WHAT NEEDS TO BE DONE: Each line containing the word "Reply" must be copied from the material below.

DATA SECTION:
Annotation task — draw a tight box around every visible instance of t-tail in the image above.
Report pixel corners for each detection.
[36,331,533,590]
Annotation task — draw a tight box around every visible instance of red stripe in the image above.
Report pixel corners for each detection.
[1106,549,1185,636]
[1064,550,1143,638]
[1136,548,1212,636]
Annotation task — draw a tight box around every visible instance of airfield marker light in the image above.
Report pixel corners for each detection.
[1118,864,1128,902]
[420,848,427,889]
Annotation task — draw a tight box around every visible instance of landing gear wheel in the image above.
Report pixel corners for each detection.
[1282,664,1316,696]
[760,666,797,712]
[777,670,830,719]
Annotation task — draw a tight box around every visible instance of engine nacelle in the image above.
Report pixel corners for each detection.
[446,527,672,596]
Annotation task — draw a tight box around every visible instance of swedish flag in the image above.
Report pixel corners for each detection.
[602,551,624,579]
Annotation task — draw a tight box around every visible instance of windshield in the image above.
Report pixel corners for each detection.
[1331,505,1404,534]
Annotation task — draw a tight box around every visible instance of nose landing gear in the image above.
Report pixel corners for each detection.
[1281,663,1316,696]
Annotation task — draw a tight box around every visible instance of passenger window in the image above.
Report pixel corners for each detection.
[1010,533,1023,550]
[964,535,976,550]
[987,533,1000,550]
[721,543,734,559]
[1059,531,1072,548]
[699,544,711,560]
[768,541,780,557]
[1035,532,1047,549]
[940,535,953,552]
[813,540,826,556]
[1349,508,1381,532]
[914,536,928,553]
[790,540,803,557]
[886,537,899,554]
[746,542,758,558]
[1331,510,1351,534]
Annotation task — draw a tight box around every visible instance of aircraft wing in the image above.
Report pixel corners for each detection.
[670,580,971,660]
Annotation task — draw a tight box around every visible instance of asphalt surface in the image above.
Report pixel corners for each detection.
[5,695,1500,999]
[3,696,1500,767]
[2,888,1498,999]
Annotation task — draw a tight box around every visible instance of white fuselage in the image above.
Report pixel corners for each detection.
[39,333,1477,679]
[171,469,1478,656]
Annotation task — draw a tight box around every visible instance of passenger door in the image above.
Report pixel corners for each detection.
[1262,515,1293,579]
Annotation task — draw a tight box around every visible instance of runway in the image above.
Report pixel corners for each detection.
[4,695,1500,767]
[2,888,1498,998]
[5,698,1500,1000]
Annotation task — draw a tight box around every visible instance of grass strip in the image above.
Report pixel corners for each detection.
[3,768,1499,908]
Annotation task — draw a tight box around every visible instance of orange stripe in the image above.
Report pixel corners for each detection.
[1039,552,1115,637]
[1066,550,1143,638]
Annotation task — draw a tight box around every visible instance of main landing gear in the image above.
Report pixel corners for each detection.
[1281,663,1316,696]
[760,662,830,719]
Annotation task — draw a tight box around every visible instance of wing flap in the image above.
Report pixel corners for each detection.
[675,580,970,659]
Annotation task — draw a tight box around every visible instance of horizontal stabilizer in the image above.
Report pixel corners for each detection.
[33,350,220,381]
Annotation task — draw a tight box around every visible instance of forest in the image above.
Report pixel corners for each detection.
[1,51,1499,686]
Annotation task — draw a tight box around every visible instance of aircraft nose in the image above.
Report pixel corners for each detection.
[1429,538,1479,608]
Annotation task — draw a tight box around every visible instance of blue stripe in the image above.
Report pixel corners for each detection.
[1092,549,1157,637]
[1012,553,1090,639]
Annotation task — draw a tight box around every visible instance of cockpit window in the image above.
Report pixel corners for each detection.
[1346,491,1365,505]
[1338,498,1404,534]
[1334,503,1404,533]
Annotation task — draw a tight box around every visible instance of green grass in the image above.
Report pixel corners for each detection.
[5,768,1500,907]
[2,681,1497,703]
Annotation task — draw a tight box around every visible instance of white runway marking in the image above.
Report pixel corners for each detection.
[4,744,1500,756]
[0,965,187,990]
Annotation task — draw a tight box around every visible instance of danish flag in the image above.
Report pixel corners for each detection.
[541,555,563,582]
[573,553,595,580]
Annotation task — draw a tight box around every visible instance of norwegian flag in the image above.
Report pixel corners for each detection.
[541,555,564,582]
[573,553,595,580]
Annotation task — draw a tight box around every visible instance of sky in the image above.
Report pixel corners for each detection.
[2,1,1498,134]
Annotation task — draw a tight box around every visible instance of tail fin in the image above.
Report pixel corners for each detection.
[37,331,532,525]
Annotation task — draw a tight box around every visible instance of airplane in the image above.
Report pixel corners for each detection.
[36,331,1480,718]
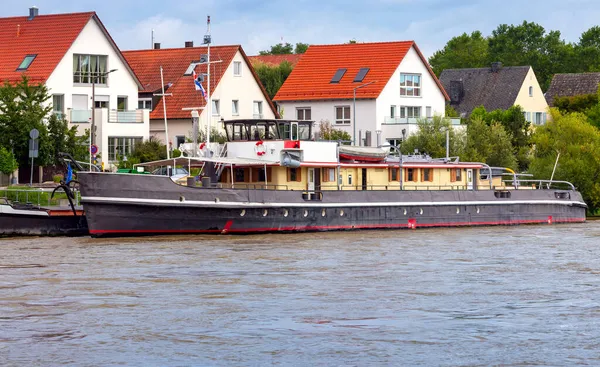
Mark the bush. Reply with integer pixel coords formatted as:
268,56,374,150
52,174,63,183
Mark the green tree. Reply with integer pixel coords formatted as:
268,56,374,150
259,42,294,55
576,26,600,72
0,146,18,178
400,116,459,158
252,60,294,100
294,42,309,54
129,136,167,163
429,31,489,76
47,113,89,165
529,110,600,212
318,120,351,142
459,118,517,169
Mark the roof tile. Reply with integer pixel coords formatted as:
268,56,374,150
545,72,600,106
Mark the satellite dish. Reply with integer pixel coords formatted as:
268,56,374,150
29,128,39,139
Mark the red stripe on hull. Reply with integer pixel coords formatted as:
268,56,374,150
89,217,586,235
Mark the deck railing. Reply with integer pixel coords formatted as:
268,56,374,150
0,188,81,207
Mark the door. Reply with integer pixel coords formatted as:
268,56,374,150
314,168,321,190
361,168,368,190
467,169,473,190
308,168,315,192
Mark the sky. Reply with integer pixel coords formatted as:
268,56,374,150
2,0,600,58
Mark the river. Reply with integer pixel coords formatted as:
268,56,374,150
1,223,600,366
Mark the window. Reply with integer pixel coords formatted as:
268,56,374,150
117,96,128,111
138,99,152,110
400,106,421,119
322,168,336,182
175,136,186,149
389,167,400,181
233,61,242,76
535,112,543,125
232,100,239,115
529,86,533,97
450,168,462,182
52,94,64,117
421,168,433,182
426,106,432,118
400,73,421,97
108,137,142,161
234,168,248,183
335,106,351,124
287,168,302,182
353,67,370,82
73,54,108,84
297,107,311,120
253,167,272,182
390,105,396,118
387,139,402,153
348,174,353,186
405,168,417,182
330,68,347,83
212,99,220,115
17,54,36,71
253,101,263,118
526,112,531,122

EXERCISE SOLUTION:
Mark the bush. Reply with integer pixel coords formatted as:
Mark the green tree. Reply with integer pixel coords formatted as:
Mark the roof tile. Reply with integer pixel coords formatted as:
Mark the satellite dish. Reply with integer pixel coords formatted as:
Mark the red stripe on hull. Reply with integer pixel coords formatted as:
Mark the deck railing. Reply with integer pixel coords formatted as:
Mark the door. Reply with integer pixel coords formatted as:
Mark the sky. Reply with integer pixel coords formatted as:
Mark the river. Reply with integer pixel coords formatted as:
Mark the window. Reply with integer pixel coords formatted as:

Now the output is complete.